What to do> Copy out every line of the data below verbatim, changing nothing.

[Start Input data]

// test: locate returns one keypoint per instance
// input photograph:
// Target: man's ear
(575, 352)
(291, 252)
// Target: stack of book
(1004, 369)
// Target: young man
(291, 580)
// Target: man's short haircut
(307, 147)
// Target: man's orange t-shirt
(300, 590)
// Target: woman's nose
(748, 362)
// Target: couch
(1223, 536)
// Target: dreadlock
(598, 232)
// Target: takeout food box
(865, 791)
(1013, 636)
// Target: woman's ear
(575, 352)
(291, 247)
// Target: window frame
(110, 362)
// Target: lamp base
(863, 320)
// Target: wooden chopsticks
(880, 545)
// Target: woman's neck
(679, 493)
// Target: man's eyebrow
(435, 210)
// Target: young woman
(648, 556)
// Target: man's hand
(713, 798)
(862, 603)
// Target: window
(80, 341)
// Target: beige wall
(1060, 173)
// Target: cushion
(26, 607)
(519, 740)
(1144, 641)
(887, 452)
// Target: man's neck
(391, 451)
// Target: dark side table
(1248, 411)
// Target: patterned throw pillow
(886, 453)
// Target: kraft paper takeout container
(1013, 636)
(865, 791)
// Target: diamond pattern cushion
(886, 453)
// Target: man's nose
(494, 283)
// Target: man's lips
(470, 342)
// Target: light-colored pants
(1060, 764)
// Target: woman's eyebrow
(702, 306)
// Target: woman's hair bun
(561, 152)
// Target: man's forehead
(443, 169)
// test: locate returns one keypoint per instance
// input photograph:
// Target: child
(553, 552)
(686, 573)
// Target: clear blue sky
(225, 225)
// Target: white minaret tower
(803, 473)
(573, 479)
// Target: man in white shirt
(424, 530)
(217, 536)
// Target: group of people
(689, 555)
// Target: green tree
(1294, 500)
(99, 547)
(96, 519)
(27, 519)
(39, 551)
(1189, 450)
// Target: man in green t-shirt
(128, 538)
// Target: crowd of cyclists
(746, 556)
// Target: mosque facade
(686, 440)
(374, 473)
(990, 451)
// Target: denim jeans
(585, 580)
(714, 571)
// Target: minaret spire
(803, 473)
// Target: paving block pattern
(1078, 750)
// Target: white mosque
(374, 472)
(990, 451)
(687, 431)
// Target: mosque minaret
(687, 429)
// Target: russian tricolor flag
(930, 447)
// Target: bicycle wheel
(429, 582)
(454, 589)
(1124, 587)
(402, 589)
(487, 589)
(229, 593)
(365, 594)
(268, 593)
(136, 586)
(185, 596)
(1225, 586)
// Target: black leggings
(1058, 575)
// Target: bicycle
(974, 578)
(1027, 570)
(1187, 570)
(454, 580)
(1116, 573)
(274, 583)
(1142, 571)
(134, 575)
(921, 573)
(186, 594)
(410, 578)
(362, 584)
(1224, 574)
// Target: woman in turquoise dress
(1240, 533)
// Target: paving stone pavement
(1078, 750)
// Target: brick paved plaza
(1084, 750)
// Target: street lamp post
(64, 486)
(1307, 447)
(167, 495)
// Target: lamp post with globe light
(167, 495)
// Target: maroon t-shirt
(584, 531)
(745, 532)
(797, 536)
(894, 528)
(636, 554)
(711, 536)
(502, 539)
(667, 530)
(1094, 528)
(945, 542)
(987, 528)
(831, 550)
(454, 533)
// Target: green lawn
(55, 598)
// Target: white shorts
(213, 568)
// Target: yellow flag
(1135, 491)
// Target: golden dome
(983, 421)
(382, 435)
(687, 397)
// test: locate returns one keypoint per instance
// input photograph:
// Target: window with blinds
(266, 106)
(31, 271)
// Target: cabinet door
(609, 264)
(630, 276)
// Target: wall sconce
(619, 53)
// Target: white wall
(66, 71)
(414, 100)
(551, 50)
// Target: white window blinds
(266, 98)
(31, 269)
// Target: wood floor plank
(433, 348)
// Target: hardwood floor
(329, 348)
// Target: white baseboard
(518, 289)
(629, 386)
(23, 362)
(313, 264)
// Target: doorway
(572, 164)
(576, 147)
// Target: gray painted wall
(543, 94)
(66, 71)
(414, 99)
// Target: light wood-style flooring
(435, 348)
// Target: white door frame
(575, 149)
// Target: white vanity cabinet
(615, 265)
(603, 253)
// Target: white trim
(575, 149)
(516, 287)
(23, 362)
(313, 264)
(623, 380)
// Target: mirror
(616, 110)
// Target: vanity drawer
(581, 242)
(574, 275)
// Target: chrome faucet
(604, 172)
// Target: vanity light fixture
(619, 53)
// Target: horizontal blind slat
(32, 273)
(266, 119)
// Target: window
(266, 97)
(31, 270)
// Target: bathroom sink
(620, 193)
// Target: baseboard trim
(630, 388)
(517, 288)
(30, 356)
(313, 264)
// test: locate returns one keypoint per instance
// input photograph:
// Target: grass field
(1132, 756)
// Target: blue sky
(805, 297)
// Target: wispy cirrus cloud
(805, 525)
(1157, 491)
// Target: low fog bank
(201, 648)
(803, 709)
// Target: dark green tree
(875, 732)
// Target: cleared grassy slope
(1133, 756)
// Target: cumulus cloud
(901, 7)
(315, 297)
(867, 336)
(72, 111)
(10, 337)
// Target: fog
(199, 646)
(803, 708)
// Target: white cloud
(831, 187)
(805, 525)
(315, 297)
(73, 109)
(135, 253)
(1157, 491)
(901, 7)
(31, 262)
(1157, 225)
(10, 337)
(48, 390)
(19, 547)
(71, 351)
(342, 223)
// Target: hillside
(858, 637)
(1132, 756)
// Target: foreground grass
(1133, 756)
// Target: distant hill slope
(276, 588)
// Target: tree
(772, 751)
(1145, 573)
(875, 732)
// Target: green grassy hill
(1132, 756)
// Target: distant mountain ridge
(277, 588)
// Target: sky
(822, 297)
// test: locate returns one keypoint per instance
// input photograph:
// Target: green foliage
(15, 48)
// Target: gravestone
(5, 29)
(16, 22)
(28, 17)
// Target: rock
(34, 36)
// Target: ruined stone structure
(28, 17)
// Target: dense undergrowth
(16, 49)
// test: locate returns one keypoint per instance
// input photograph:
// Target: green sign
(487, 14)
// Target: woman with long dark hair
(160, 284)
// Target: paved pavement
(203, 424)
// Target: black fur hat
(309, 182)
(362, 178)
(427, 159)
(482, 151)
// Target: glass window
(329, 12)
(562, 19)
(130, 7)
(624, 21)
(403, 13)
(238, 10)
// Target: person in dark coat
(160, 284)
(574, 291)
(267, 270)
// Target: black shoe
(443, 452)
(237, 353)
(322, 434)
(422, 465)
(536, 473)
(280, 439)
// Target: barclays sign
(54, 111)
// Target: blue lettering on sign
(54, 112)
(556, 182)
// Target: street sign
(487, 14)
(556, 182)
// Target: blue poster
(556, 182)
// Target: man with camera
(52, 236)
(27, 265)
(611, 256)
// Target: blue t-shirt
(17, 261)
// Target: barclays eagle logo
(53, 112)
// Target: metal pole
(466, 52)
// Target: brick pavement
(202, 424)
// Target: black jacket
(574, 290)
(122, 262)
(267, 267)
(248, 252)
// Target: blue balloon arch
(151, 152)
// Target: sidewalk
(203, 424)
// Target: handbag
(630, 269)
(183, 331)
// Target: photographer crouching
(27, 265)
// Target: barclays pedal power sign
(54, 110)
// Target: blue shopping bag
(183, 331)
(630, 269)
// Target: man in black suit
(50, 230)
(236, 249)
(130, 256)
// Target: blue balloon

[End Input data]

Exercise result>
// test: locate returns one keypoint per instance
// input photograph:
// Target: man's ear
(575, 352)
(291, 252)
// Target: stack of book
(1004, 369)
// Target: young man
(291, 580)
// Target: man's short haircut
(307, 147)
// Target: man's orange t-shirt
(300, 590)
// Target: woman's nose
(748, 362)
// Target: couch
(1223, 536)
// Target: dreadlock
(598, 232)
// Target: takeout food box
(865, 791)
(1013, 636)
// Target: woman's ear
(575, 352)
(291, 247)
// Target: window frame
(110, 362)
// Target: lamp base
(863, 320)
// Target: wooden chopsticks
(880, 545)
// Target: woman's neck
(679, 493)
// Target: man's eyebrow
(435, 210)
// Target: young woman
(648, 556)
// Target: man's hand
(713, 798)
(862, 603)
// Target: window
(80, 341)
// Target: beige wall
(1060, 173)
// Target: cushion
(26, 607)
(519, 740)
(1144, 641)
(887, 452)
// Target: man's neck
(391, 451)
// Target: dark side table
(1248, 411)
// Target: patterned throw pillow
(886, 453)
// Target: kraft paper takeout container
(1013, 636)
(865, 791)
// Target: diamond pattern cushion
(886, 453)
// Target: man's nose
(494, 283)
// Target: man's lips
(470, 342)
// Target: light-colored pants
(1060, 764)
// Target: woman's eyebrow
(702, 306)
// Target: woman's hair bun
(561, 152)
// Target: man's forehead
(443, 169)
// test: locate returns one keypoint per instance
// input photograph:
// Target: child
(553, 552)
(686, 573)
// Target: clear blue sky
(225, 225)
// Target: white minaret tower
(803, 473)
(573, 479)
// Target: man in white shirt
(424, 530)
(217, 536)
// Target: group of people
(689, 555)
// Target: green tree
(1294, 500)
(99, 547)
(96, 519)
(27, 519)
(39, 551)
(1189, 450)
// Target: man in green t-shirt
(128, 538)
// Target: crowd of cyclists
(746, 556)
// Target: mosque facade
(686, 440)
(374, 473)
(990, 451)
// Target: denim jeans
(585, 580)
(714, 571)
// Target: minaret spire
(803, 473)
// Target: paving block pattern
(1078, 750)
// Target: white mosque
(374, 472)
(990, 451)
(687, 431)
// Target: mosque minaret
(687, 429)
// Target: russian tricolor flag
(930, 447)
// Target: bicycle wheel
(429, 582)
(454, 589)
(1124, 587)
(402, 589)
(487, 589)
(229, 593)
(365, 594)
(268, 593)
(136, 586)
(185, 596)
(1225, 586)
// Target: black leggings
(1058, 575)
// Target: bicycle
(974, 578)
(1027, 570)
(1187, 570)
(454, 580)
(1116, 573)
(274, 583)
(1142, 571)
(134, 575)
(921, 573)
(186, 594)
(410, 578)
(362, 584)
(1224, 574)
// Target: woman in turquoise dress
(1240, 533)
// Target: paving stone pavement
(1078, 750)
// Target: brick paved plaza
(1084, 750)
// Target: street lamp post
(64, 486)
(1307, 447)
(167, 495)
// Target: lamp post with globe light
(167, 495)
// Target: maroon t-shirt
(584, 531)
(745, 532)
(797, 536)
(894, 528)
(636, 554)
(711, 536)
(502, 539)
(667, 530)
(1094, 528)
(945, 542)
(987, 528)
(831, 550)
(454, 533)
// Target: green lawn
(55, 598)
// Target: white shorts
(213, 568)
// Target: yellow flag
(1135, 491)
// Target: golden dome
(983, 421)
(382, 435)
(687, 397)
// test: locate returns one keypoint per instance
// input photograph:
// Target: window with blinds
(266, 106)
(31, 271)
// Target: cabinet door
(609, 264)
(630, 276)
// Target: wall sconce
(619, 53)
// Target: white wall
(66, 71)
(414, 100)
(551, 50)
// Target: white window blinds
(266, 98)
(31, 269)
// Target: wood floor plank
(433, 348)
// Target: hardwood floor
(329, 348)
// Target: white baseboard
(518, 289)
(629, 386)
(23, 362)
(313, 264)
// Target: doorway
(572, 164)
(576, 147)
// Target: gray painted wall
(543, 94)
(66, 71)
(414, 99)
// Target: light wood-style flooring
(435, 348)
// Target: white door frame
(575, 149)
// Target: white vanity cabinet
(615, 265)
(603, 253)
// Target: white trim
(575, 149)
(516, 287)
(23, 362)
(313, 264)
(623, 380)
// Target: mirror
(616, 110)
// Target: vanity drawer
(581, 242)
(574, 275)
// Target: chrome faucet
(604, 172)
// Target: vanity light fixture
(619, 53)
// Target: horizontal blind slat
(32, 273)
(266, 119)
// Target: window
(266, 97)
(31, 270)
// Target: bathroom sink
(620, 193)
// Target: baseboard trim
(630, 388)
(517, 288)
(30, 356)
(313, 264)
// test: locate returns one keypoint per instance
// input photograph:
// Target: grass field
(1132, 756)
// Target: blue sky
(805, 297)
// Target: wispy cirrus cloud
(805, 525)
(1157, 491)
// Target: low fog bank
(201, 648)
(803, 709)
// Target: dark green tree
(875, 732)
// Target: cleared grassy slope
(1133, 756)
// Target: cumulus cloud
(901, 7)
(315, 297)
(867, 336)
(72, 111)
(10, 337)
// Target: fog
(199, 646)
(803, 708)
// Target: white cloud
(831, 187)
(805, 525)
(315, 297)
(73, 109)
(135, 253)
(1157, 491)
(901, 7)
(31, 262)
(1157, 225)
(10, 337)
(48, 390)
(19, 547)
(71, 351)
(342, 223)
// Target: hillside
(858, 637)
(1132, 756)
// Target: foreground grass
(1133, 756)
// Target: distant hill slope
(276, 588)
// Target: tree
(772, 751)
(1145, 573)
(875, 732)
// Target: green grassy hill
(1132, 756)
// Target: distant mountain ridge
(277, 588)
// Target: sky
(822, 297)
// test: locate returns one keypoint per instance
// input photograph:
// Target: green foliage
(15, 48)
// Target: gravestone
(5, 29)
(16, 22)
(28, 17)
// Target: rock
(34, 36)
// Target: ruined stone structure
(28, 17)
// Target: dense undergrowth
(16, 49)
// test: locate returns one keypoint per instance
// input photograph:
// Target: green sign
(487, 14)
// Target: woman with long dark hair
(160, 284)
// Target: paved pavement
(203, 424)
// Target: black fur hat
(309, 182)
(362, 178)
(427, 159)
(482, 151)
// Target: glass window
(329, 12)
(562, 19)
(130, 7)
(624, 21)
(403, 13)
(238, 10)
// Target: person in dark coat
(160, 284)
(574, 291)
(267, 270)
// Target: black shoe
(443, 452)
(237, 353)
(322, 434)
(422, 465)
(536, 473)
(280, 439)
// Target: barclays sign
(54, 111)
// Target: blue lettering on sign
(54, 112)
(556, 182)
// Target: street sign
(487, 14)
(556, 182)
// Target: blue poster
(556, 182)
// Target: man with camera
(52, 236)
(27, 265)
(611, 256)
// Target: blue t-shirt
(17, 261)
// Target: barclays eagle logo
(53, 112)
// Target: metal pole
(466, 52)
// Target: brick pavement
(202, 424)
// Target: black jacket
(574, 290)
(122, 262)
(267, 267)
(248, 252)
// Target: blue balloon arch
(151, 152)
// Target: sidewalk
(203, 424)
// Target: handbag
(630, 269)
(183, 331)
// Target: photographer crouching
(27, 265)
// Target: barclays pedal power sign
(54, 110)
// Target: blue shopping bag
(183, 331)
(630, 269)
// Target: man in black suit
(50, 230)
(236, 249)
(130, 256)
// Target: blue balloon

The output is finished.